» Extrait du texte:
***

Peu importaient après tout ces attaques. Les socialistes, qui luttent dans une démocratie républicaine savent qu’ils sont exposés à ces calomnies sempiternelles. Babeuf les entendait ; nous les avons entendues. Les socialistes de la fin de 1868 avaient tous, chevillée au cœur, une haine de l’Empire assez vigoureuse pour ne point s’arrêter à une accusation misérable. Ils savaient qu’au jour de la bataille, c’étaient eux qui se trouveraient au premier rang : leur républicanisme pouvait défier celui de Peyrat ou celui de Jules Simon. Le problème qui se posait à eux était à la fois plus grave et plus étendu que celui de l’attitude à prendre vis-à-vis des modérés ; ou plutôt il englobait ce dernier.

***

» Bloc de données:
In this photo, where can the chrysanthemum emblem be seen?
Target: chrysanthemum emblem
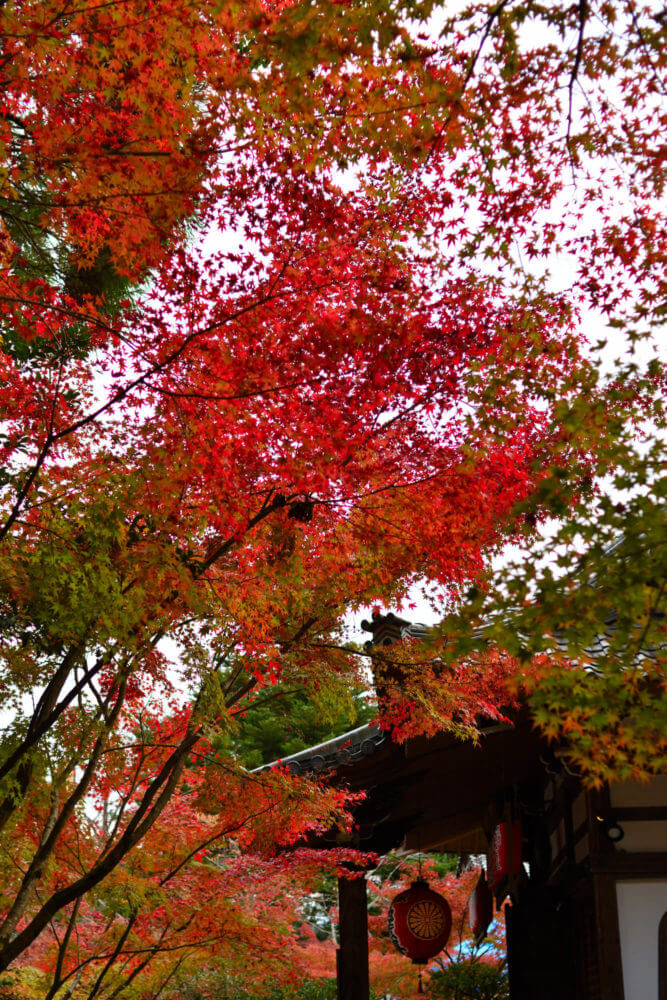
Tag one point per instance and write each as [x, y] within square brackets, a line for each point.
[426, 920]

***

» Consigne: Restituez fidèlement le passage de l'extrait qui commence aux mots « Peu importaient après » et s'arrête après « englobait ce dernier. ». Seul l'extrait doit servir de source, sans recours au matériel.

» Corrigé:
Peu importaient après tout ces attaques. Les socialistes, qui luttent dans une démocratie républicaine savent qu’ils sont exposés à ces calomnies sempiternelles. Babeuf les entendait ; nous les avons entendues. Les socialistes de la fin de 1868 avaient tous, chevillée au cœur, une haine de l’Empire assez vigoureuse pour ne point s’arrêter à une accusation misérable. Ils savaient qu’au jour de la bataille, c’étaient eux qui se trouveraient au premier rang : leur républicanisme pouvait défier celui de Peyrat ou celui de Jules Simon. Le problème qui se posait à eux était à la fois plus grave et plus étendu que celui de l’attitude à prendre vis-à-vis des modérés ; ou plutôt il englobait ce dernier.